Print all the data, keeping every line exactly as it is.

_TASK DATA_.
• • • • •

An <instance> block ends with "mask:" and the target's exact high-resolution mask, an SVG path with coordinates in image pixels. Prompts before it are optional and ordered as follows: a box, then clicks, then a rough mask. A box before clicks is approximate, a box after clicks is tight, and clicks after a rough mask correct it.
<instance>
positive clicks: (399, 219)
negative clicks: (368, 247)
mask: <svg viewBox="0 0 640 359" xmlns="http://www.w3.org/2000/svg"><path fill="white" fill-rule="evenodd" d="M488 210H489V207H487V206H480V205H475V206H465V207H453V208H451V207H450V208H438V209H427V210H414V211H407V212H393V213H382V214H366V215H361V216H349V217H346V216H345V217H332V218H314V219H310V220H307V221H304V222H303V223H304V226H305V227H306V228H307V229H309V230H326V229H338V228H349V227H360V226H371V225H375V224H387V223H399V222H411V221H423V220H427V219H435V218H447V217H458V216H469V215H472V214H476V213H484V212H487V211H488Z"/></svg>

• • • • •

_SOLUTION FOR THIS PROBLEM_.
An <instance> block ends with "mask:" and the target's exact high-resolution mask, an SVG path with coordinates in image pixels. Prompts before it are optional and ordered as follows: a box, then clicks, then a rough mask. A box before clicks is approximate, a box after clicks is tight, and clicks after a rough mask correct it.
<instance>
positive clicks: (399, 219)
negative clicks: (368, 247)
mask: <svg viewBox="0 0 640 359" xmlns="http://www.w3.org/2000/svg"><path fill="white" fill-rule="evenodd" d="M488 210H489V207H487V206H480V205H475V206H465V207H453V208H451V207H450V208H438V209H427V210H414V211H407V212H393V213H382V214H366V215H361V216H349V217H346V216H345V217H332V218H314V219H310V220H307V221H304V222H303V223H304V226H305V227H306V228H307V229H309V230H326V229H338V228H349V227H360V226H371V225H375V224H387V223H399V222H411V221H423V220H427V219H435V218H447V217H458V216H469V215H472V214H476V213H484V212H487V211H488Z"/></svg>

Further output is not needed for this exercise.